Starting with the line that contains "Now, locate where truck" and going on through the line that contains "[261,0,795,252]", write those lines out again, requests included and unchanged. In the answers, scale every bounding box coordinate by 2.55 and round it to a whole number, with halves rounding up.

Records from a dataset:
<<<<
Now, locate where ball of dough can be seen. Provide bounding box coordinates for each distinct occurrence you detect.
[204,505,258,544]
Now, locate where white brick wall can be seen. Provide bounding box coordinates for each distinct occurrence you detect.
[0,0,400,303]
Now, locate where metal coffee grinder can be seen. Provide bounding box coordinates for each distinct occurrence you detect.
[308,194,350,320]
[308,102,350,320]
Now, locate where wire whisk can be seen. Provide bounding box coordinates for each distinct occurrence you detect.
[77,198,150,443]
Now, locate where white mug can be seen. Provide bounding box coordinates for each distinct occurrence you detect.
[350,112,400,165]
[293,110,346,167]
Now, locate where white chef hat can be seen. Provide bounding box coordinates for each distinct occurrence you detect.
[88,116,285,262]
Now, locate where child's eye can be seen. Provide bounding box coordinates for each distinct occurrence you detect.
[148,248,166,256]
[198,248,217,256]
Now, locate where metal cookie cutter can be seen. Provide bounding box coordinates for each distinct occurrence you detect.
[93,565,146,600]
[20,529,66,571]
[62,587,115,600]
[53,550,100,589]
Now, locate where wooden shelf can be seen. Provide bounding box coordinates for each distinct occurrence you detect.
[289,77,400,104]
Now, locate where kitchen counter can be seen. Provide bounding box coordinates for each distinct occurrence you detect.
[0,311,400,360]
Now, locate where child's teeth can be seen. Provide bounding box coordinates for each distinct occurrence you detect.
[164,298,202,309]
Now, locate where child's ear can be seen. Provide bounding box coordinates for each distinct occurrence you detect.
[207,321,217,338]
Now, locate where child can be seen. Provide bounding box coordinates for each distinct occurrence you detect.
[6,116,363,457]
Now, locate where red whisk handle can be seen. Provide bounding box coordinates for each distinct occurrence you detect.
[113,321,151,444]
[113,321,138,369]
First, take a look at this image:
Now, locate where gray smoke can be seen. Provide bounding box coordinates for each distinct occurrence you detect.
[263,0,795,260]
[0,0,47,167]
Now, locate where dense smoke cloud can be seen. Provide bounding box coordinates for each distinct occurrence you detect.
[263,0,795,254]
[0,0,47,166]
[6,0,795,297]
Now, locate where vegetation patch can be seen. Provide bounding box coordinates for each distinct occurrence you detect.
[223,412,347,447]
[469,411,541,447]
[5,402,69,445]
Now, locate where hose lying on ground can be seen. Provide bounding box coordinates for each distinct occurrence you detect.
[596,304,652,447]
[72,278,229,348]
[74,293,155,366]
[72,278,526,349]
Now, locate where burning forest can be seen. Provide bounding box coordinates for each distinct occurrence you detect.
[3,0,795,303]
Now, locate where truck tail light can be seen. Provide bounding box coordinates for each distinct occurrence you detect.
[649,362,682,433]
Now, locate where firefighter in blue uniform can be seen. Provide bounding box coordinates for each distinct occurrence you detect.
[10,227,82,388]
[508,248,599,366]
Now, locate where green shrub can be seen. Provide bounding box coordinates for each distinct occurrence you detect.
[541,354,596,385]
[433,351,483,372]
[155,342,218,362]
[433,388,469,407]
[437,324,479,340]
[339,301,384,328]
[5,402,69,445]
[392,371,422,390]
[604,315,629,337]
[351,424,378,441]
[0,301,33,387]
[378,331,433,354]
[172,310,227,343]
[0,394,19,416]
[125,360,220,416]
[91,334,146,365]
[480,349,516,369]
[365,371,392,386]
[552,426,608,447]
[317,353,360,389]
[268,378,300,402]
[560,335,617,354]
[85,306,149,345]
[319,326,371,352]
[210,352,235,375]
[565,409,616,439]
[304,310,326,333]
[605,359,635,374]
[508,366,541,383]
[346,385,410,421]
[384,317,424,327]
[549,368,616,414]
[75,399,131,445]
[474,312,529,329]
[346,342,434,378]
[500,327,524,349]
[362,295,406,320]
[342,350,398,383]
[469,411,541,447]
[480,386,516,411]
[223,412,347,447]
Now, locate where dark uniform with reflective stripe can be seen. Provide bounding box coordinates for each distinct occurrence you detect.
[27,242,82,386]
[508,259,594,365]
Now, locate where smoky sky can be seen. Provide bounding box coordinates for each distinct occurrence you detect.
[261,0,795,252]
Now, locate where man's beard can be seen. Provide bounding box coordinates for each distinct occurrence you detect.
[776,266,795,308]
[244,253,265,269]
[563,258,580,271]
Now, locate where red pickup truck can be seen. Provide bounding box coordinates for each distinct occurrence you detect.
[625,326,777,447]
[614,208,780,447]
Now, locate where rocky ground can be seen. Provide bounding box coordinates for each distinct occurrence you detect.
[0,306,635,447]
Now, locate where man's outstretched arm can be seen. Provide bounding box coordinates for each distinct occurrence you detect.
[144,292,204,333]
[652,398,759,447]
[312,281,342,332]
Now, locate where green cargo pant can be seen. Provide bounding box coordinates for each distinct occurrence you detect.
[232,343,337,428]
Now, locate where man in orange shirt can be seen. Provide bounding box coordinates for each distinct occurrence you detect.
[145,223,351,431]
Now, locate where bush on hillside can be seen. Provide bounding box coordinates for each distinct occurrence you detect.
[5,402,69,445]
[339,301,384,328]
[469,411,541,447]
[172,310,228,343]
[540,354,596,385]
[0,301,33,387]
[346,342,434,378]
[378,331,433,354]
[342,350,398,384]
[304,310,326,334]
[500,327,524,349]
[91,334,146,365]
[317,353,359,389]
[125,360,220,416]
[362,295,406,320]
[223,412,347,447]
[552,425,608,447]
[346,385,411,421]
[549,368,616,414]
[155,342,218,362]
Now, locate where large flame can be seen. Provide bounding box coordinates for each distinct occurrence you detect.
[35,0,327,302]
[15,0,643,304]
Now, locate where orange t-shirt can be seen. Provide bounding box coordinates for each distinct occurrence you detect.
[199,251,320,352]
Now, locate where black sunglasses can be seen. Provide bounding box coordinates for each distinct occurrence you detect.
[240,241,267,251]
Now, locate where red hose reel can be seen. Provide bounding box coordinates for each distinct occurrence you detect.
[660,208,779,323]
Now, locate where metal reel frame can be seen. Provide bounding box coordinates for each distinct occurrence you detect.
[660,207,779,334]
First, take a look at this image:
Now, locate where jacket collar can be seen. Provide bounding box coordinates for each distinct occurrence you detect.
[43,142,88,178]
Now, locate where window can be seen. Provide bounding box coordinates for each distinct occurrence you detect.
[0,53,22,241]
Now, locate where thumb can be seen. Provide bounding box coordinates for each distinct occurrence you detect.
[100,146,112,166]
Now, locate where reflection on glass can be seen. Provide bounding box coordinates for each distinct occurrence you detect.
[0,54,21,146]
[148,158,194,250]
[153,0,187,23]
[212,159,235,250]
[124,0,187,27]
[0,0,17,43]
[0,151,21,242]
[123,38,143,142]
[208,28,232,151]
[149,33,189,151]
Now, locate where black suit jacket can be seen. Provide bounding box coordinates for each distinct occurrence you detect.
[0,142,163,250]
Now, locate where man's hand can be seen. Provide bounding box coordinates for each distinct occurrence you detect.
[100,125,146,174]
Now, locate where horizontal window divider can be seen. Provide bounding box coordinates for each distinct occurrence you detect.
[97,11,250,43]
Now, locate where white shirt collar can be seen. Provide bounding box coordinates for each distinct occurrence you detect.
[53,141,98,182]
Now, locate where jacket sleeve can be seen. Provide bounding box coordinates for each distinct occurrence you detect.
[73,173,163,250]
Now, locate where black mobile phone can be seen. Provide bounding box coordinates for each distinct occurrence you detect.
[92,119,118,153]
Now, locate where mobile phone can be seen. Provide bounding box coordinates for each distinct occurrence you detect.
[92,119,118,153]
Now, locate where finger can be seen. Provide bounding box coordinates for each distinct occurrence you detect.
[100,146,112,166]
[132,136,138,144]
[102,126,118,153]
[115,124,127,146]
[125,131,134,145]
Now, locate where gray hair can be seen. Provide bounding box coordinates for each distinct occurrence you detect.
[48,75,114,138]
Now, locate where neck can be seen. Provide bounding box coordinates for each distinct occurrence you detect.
>>>>
#### Reply
Now, locate where truck tail light can be seen. Provide bounding box coordinates for each distinct occurrence you detect.
[1655,923,1739,1104]
Now, locate where firefighter in blue uniform can be seen. Provide bounding box coordinates for each distinct occurrence you detect.
[26,579,209,989]
[1295,632,1527,933]
Now, locate where green shrub can be seen. Provide bounding box coordinates for each distinct occurrence you detect.
[1380,903,1520,982]
[1104,895,1232,949]
[395,872,556,923]
[1104,989,1196,1038]
[1114,826,1221,867]
[864,768,979,836]
[13,1025,176,1135]
[1000,946,1076,995]
[1540,803,1604,859]
[895,1081,964,1125]
[0,768,84,987]
[964,844,1104,903]
[439,791,579,875]
[0,1005,48,1061]
[319,918,561,1061]
[232,852,372,931]
[1224,890,1316,941]
[931,946,1000,984]
[1408,1086,1550,1140]
[808,900,918,992]
[683,964,765,1025]
[1428,854,1573,903]
[217,780,380,880]
[813,831,946,898]
[536,898,599,956]
[1441,1043,1571,1119]
[775,791,831,849]
[1543,915,1619,954]
[1295,933,1380,977]
[882,982,1046,1074]
[979,808,1081,834]
[1400,938,1571,1056]
[191,1017,334,1135]
[1209,796,1349,839]
[882,872,1107,964]
[1275,834,1336,890]
[923,752,1035,816]
[872,893,1015,977]
[1196,1048,1380,1140]
[1224,984,1316,1048]
[569,1051,885,1140]
Now, locate where dark uniform with reflective stripe can be seen. Provide bounding box coordinates for each distinct occurrence you detect.
[69,617,209,984]
[1295,660,1515,931]
Now, locate where smoky sky can be seen. Provide bounding box coordinates for each distinct occurrence you detect.
[666,0,2027,643]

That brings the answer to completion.